* _Objective_:
Copy every one of the records below word for word, keeping each line unchanged.

* _Data to use_:
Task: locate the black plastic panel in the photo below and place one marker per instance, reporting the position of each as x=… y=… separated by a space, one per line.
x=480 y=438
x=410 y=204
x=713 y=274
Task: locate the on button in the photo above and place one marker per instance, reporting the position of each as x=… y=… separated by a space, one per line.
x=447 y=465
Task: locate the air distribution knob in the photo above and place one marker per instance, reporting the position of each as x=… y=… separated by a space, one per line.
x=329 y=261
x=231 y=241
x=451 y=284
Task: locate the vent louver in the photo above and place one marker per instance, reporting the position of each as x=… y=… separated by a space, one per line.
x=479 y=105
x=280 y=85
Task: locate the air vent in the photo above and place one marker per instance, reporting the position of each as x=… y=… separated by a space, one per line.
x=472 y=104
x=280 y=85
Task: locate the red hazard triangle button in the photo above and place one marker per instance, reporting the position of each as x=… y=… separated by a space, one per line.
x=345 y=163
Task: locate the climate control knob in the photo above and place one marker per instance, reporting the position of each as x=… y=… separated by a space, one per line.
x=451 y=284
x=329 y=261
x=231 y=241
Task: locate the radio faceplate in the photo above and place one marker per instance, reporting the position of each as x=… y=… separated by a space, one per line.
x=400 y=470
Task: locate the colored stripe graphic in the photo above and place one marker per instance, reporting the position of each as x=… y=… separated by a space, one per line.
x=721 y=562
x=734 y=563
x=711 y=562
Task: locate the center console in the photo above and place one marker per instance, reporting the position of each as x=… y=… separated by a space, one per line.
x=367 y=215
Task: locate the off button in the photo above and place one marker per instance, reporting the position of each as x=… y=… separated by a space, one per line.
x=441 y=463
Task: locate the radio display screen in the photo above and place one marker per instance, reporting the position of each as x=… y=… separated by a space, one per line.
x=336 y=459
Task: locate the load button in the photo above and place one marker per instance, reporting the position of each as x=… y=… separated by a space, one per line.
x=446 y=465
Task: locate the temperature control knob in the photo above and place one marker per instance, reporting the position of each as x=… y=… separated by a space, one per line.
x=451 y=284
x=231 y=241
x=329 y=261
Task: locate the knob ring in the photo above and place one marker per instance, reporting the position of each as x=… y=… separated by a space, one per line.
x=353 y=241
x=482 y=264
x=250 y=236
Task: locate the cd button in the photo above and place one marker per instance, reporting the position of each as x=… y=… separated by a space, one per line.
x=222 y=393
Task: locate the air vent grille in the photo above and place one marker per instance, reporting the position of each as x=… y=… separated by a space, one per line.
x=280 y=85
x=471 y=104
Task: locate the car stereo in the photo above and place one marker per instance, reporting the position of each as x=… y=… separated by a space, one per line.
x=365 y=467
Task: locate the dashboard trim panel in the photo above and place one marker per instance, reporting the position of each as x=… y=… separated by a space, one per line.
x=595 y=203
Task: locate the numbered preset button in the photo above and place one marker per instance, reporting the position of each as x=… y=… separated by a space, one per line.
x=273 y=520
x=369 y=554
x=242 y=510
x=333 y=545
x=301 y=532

* _Solution_:
Task: locate the black plastic panel in the photo below and place one marker per instance, reporting the position of each as x=… y=… separated by a space, one per line.
x=480 y=438
x=410 y=204
x=713 y=274
Task: locate the on button in the photo above and place one marker per instance, reporting the position of each as x=… y=… separated by a space, one per line.
x=447 y=465
Task: locate the air distribution knob in the photo above and place one marker per instance, reporting the position of each as x=… y=… separated by a space, one per line.
x=329 y=261
x=231 y=241
x=451 y=284
Task: locate the vent louver in the photo above and place one marker per instance, reporting the position of each as x=… y=… separated by a space, one per line.
x=479 y=105
x=280 y=85
Task: locate the air vent in the photo above and place one marker per instance, reporting the position of each as x=… y=… separated by a space, one per line.
x=472 y=104
x=280 y=85
Task: locate the red hazard triangle button in the photo above and place one marker per instance, reporting the position of each as x=… y=… separated by a space, one per line.
x=345 y=163
Task: locate the climate control knob in the photo above and place one marker per instance, reporting the position of each as x=… y=… separated by a space, one per line.
x=451 y=284
x=329 y=261
x=231 y=241
Task: locate the radio faceplate in the photo above and place one marker per instance, reporting the position of each as x=… y=… separated by a space, one per line.
x=400 y=470
Task: locate the colored stripe graphic in the photo above and place one marker per instance, reporting the position of each as x=… y=… separated by a space, one per line.
x=721 y=562
x=734 y=563
x=711 y=562
Task: locate the center console in the photo above and place one marker per instance, reporting the position of each as x=… y=… separated by a space, one per line.
x=367 y=215
Task: locate the off button in the photo above and place one marker per instance, reporting the position of each as x=… y=… separated by a space, one per line.
x=441 y=463
Task: locate the radio display screen in the photo above and place one marker per instance, reporting the position of each as x=… y=… separated by a space, one per line.
x=336 y=459
Task: locate the load button in the photo above and place one marker per instance, reporting the position of each as x=… y=… separated by a space, one per line.
x=446 y=465
Task: locate the temperature control knob in the photo above and place one marker per instance, reporting the position of each as x=… y=… separated by a space, one per line.
x=451 y=284
x=231 y=241
x=329 y=261
Task: locate the knob ring in the photo above and place one marker per instance, reporting the position of each as x=… y=… separated by a space, one per line.
x=353 y=241
x=482 y=264
x=250 y=236
Task: locate the cd button in the photo above and place one marker per instance, reporting the position of each as x=… y=… separated by a space, one per line.
x=222 y=393
Task: locate the air vent grille in the photo above and place one marker per instance, reporting the position of each as x=… y=… separated by a space, one per line.
x=280 y=85
x=471 y=104
Task: locate the car stereo in the photo above and place one marker per instance, reporting the position of each as x=… y=… separated by a space, one per line.
x=365 y=467
Task: locate the dashboard trim panel in the photo above and place one marker per instance, reporting the position of each as x=… y=… separated by a space, one per line.
x=595 y=203
Task: locate the numbered preset button in the photo above and place one marker per instance, reporting the position of each as x=… y=… separated by a space, one per line.
x=273 y=520
x=369 y=554
x=242 y=510
x=333 y=545
x=301 y=532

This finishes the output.